(Texto fornecido)
============
ADEMIR GASQUES SANCHES
(Orientador)[1]
RESUMO: O objetivo deste trabalho é discutir a questão da prisão antes do trânsito em julgado no processo penal em vista do princípio da presunção da inocência.
Palavras-chave: Prisão. Trânsito em julgado. Processo penal.
1 INTRODUÇÃO
Cabe considerar inicialmente, que o princípio da presunção de inocência representa uma garantia processual penal e objetiva à tutela da liberdade do indivíduo de forma a garantir a utilização de outros princípios presentes na Constituição, tal qual o da dignidade da pessoa humana.
O artigo 5º da Constituição Federal dispõe que: “LVII-ninguém será considerado culpado até o trânsito em julgado de sentença penal condenatória;” (BRASIL, 1988, p.23) contemplando, de modo efetivo, o princípio da presunção de inocência no ordenamento jurídico nacional.
De acordo com Milanezi (2016) está posto no ordenamento jurídico brasileiro a preponderância da liberdade em detrimento da prisão. Desse modo, o autor de um crime poderia ficar em reclusão apenas quando for estritamente necessário, em face de risco para a ordem pública ou econômica, bem como para a aplicação da lei penal ou conveniência da instrução criminal. Nessa perspectiva, a permissão para a ocorrência de prisão provisória, significa a violação do princípio da presunção de inocência, tendo em vista que a prisão cautelar de alguém é decorrência de não se considerar mais esse alguém como inocente. De modo específico, materializa-se em compreender que o cidadão é culpado, sem que seja proferida a decisão final do Estado.
O artigo 283 do Código de Processo Penal (BRASIL, 1941) determina que nenhum indivíduo poderá ser preso a não ser em razão de flagrante delito, bem como em decorrência de ordem escrita e fundamentada de autoridade judiciária competente, em função de se verificar sentença condenatória transitada em julgado, bem como no curso da investigação ou do processo, em vista de prisão temporária ou prisão preventiva. Nessa perspectiva entende-se que o processo penal deverá garantir que o processo ocorra de forma justa e igualitária, tendo o indivíduo direto à ampla defesa, sustentado pelas garantias constitucionais.
De forma fundamental, é importante compreender que a segregação cautelar antes do trânsito em julgado viola o disposto tanto na Constituição Federal como no Código de Processo Penal.
2 Discussão acerca do princípio de presunção de inocência
2.1 Fundamentação da presunção de inocência
No contexto nacional, a questão da presunção de inocência do indivíduo acusado de um crime, no âmbito do processo penal, está disposto nos direitos e garantias de que trata o artigo 5º da Constituição Federal de 1988, revelando-se como uma garantia a que tem direito o cidadão, sendo que apesar de ser similar, não poderá ser entendido com um direito.
De fato, as garantias poderão ser analisadas sob a ótica da legalidade, atendendo a intenção de defender os direitos em desfavor da ameaça de determinados tipos de violações. Nesse contexto, há que se destacar que a finalidade das garantias está relacionada com a de efetivar os direitos constitucionais, que por sua vez são originários dos princípios assumidos pelo Estado. Note-se que as mencionadas garantias constitucionais confirmam-se com princípios supralegais que devem sempre ser observados na aplicação das leis, pois se orientam pela Constituição Federal.
============
(Dados fornecidos)
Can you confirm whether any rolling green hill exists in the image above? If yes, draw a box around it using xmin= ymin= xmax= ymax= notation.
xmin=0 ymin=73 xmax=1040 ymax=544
============
(O que fazer)
1. Atualize o trecho do texto sobre presunção de inocência que começa nas palavras "O artigo 283" e termina depois de "pelas garantias constitucionais.", substituindo "ampla defesa" por "defesa plena".
2. No texto sobre presunção de inocência, qual artigo do Código de Processo Penal determina em que casos um indivíduo pode ser preso?

(Respostas por tarefa)
1.
O artigo 283 do Código de Processo Penal (BRASIL, 1941) determina que nenhum indivíduo poderá ser preso a não ser em razão de flagrante delito, bem como em decorrência de ordem escrita e fundamentada de autoridade judiciária competente, em função de se verificar sentença condenatória transitada em julgado, bem como no curso da investigação ou do processo, em vista de prisão temporária ou prisão preventiva. Nessa perspectiva entende-se que o processo penal deverá garantir que o processo ocorra de forma justa e igualitária, tendo o indivíduo direto à defesa plena, sustentado pelas garantias constitucionais.

2. O artigo 283.